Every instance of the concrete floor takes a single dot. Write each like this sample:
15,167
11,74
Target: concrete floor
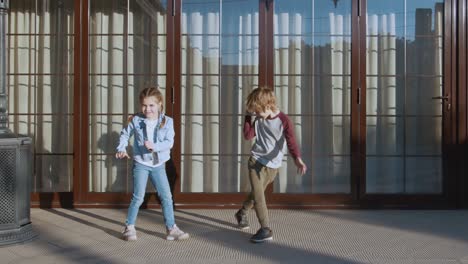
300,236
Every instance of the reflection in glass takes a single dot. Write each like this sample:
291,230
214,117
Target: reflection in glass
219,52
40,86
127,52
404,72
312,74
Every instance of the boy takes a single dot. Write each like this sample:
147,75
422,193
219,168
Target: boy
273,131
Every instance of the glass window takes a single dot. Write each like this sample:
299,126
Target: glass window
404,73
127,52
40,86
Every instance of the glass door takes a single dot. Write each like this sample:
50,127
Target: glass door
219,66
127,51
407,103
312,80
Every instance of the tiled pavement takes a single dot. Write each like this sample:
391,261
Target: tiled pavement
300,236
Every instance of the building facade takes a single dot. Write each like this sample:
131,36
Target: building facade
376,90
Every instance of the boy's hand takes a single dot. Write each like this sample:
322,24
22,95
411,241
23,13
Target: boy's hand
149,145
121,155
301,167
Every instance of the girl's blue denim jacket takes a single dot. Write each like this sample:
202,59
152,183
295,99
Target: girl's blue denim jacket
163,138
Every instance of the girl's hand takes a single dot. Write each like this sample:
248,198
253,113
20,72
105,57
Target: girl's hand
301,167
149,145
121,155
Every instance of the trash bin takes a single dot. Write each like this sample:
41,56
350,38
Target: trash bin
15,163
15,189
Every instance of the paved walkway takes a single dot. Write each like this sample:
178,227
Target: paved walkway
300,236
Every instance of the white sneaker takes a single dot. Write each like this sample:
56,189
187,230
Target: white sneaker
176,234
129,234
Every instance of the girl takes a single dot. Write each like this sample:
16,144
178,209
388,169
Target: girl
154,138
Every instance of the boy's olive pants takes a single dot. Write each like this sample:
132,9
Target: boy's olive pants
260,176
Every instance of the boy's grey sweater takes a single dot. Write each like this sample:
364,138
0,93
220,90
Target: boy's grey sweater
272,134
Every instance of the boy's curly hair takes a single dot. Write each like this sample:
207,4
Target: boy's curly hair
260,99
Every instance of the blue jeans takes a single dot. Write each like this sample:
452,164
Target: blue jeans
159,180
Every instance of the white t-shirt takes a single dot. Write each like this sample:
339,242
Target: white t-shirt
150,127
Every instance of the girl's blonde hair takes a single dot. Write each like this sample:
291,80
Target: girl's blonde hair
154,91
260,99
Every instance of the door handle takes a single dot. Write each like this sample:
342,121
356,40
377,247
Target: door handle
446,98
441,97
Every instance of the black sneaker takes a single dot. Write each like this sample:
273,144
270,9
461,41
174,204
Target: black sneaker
* * * * * * *
### What is required
Reproduce all of the records above word for word, omitting the pictures.

### Exercise output
Every instance of the concrete floor takes a single dot. Write each like this sample:
15,167
11,74
Target: concrete floor
300,236
Every instance of the reflection in glass takes a single dot. Write each like this sample:
291,230
214,117
Target: reflection in glass
219,52
40,86
127,52
404,72
312,74
Every instance of the boy takes a single dot. Write each like this sample:
147,75
422,193
219,168
Target: boy
273,131
Every instance of the glass window takes a single dot. Write each like this sample:
299,126
Target: glass window
404,73
127,52
40,86
Every instance of the glass door takes a single dot. Write each like this sample:
50,127
Target: glass door
219,66
127,51
407,103
312,80
Every instance of the tiled pavement takes a single dot. Write each like this sample:
391,261
Target: tiled pavement
300,236
Every instance of the building facade takes a single dot. Write each like this sample:
131,36
Target: building facade
376,90
Every instance of the boy's hand takes a single dot. Write each like this sample:
322,24
22,95
411,241
23,13
Target: boy's hand
149,145
121,155
301,167
Every instance of the girl's blue denim jacket takes a single dot. Write each like this sample:
202,59
152,183
295,99
Target: girl's blue denim jacket
163,138
Every instance of the girl's hand takes a single dot. Write each like this sample:
248,198
253,113
20,72
105,57
Target: girl's hand
301,167
149,145
121,155
Every instance of the trash bin takes a single dot. Write each like this sample:
41,56
350,38
Target: trash bin
15,163
15,189
Every instance of the paved walkway takes a single dot. Write each like this sample:
178,227
Target: paved walkway
300,236
Every instance of the white sneaker takes a single dot. Write each like this sample:
56,189
187,230
Target: white sneaker
176,234
129,234
Every instance of the girl takes a single dot. Write each like this sample:
16,144
178,209
388,169
Target: girl
154,138
Every instance of the boy's olive pants takes a single dot. Write each like this sample:
132,9
Target: boy's olive pants
260,176
Every instance of the boy's grey sweater takes a single dot. Write each like this sample:
364,138
0,93
220,90
Target: boy's grey sweater
272,134
Every instance of the boy's curly hair takes a single dot. Write each like this sample:
207,4
Target: boy's curly hair
260,99
Every instance of the blue jeans takes a single dot. Write each like this sample:
452,164
Target: blue jeans
159,180
Every instance of the white t-shirt takes a single dot. Write each like this sample:
339,242
Target: white t-shirt
150,127
Every instance of the girl's blonde hair takes a single dot. Write each like this sample:
291,80
Target: girl's blonde hair
154,91
260,99
Every instance of the door handle takes a single dot. Write each like this sample:
342,121
356,40
377,247
Target: door handle
446,98
441,97
Every instance of the black sneaker takes a single dot. Write each like this sample:
273,144
270,9
461,41
174,204
Target: black sneaker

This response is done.